═════ EXTRACT ═════

Critics PageMay 2025

7:00–8:00 p.m.

Dressing for Dinner

“There are dinner jackets and dinner jackets,” Eva Green declares to Daniel Craig. It is 7:33 p.m.; Vesper Lynd and James Bond are in the bathroom getting ready to go to the eponymous casino of Casino Royale (2006) and she needs him “looking like a man who belongs at that table.” Dinner time means dinner jackets in The Clock, and Craig is not alone in donning black tie under a woman’s watchful eye. Jeanette Macdonald helps her onscreen husband Maurice Chevalier with his bowtie in One Hour with You (1932); Bill Paterson hurriedly fastens his as his wife, played by Barbara Flynn, remarks that he has “never been introduced to a clock” in Miss Potter (2006); in Eyes Wide Shut (1999), Tom Cruise adjusts his in the bathroom mirror, undistracted by Nicole Kidman using the toilet; and Deborah Kerr looks disapprovingly at Cary Grant as he ties his bowtie and sings “Yankee Doodle Dandy” in The Grass is Greener (1960). The bowtie becomes a final dandiacal flourish, indicating readiness to go out, the masculine equivalent to fastening a necklace, or applying a coat of lipstick.

═════ EXTRACTED ENTRIES ═════

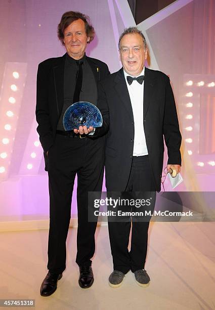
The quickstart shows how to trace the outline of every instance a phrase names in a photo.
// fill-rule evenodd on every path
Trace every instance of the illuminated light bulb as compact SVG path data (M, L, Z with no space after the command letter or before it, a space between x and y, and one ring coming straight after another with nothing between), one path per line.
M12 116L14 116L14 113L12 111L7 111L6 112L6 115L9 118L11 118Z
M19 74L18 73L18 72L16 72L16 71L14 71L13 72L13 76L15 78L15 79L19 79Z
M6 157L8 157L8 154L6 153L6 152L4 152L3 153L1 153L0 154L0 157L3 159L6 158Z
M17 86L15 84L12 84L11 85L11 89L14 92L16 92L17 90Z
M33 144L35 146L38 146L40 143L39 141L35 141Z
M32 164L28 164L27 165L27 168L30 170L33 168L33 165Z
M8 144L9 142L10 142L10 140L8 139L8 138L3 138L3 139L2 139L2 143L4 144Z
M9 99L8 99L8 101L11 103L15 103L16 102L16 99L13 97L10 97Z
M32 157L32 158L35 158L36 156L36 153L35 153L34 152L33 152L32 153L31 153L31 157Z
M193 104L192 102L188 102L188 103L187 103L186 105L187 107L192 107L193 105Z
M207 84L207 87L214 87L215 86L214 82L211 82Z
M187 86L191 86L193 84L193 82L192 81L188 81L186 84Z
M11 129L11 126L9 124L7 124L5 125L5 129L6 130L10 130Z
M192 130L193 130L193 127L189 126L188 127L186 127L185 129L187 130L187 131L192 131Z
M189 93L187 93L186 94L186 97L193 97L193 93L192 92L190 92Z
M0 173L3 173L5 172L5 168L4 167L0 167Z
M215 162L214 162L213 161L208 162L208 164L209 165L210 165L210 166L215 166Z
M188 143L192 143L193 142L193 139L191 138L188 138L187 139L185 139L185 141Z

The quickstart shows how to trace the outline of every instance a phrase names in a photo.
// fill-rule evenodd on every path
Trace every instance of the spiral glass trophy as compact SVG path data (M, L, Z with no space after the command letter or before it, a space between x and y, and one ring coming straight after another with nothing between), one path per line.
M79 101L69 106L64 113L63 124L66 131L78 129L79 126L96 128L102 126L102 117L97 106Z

═════

### PROBLEM DESCRIPTION
Write out the film piece about dressing for dinner, shown above, in full and word for word.

### FINAL RESULT
Critics PageMay 2025

7:00–8:00 p.m.

Dressing for Dinner

“There are dinner jackets and dinner jackets,” Eva Green declares to Daniel Craig. It is 7:33 p.m.; Vesper Lynd and James Bond are in the bathroom getting ready to go to the eponymous casino of Casino Royale (2006) and she needs him “looking like a man who belongs at that table.” Dinner time means dinner jackets in The Clock, and Craig is not alone in donning black tie under a woman’s watchful eye. Jeanette Macdonald helps her onscreen husband Maurice Chevalier with his bowtie in One Hour with You (1932); Bill Paterson hurriedly fastens his as his wife, played by Barbara Flynn, remarks that he has “never been introduced to a clock” in Miss Potter (2006); in Eyes Wide Shut (1999), Tom Cruise adjusts his in the bathroom mirror, undistracted by Nicole Kidman using the toilet; and Deborah Kerr looks disapprovingly at Cary Grant as he ties his bowtie and sings “Yankee Doodle Dandy” in The Grass is Greener (1960). The bowtie becomes a final dandiacal flourish, indicating readiness to go out, the masculine equivalent to fastening a necklace, or applying a coat of lipstick.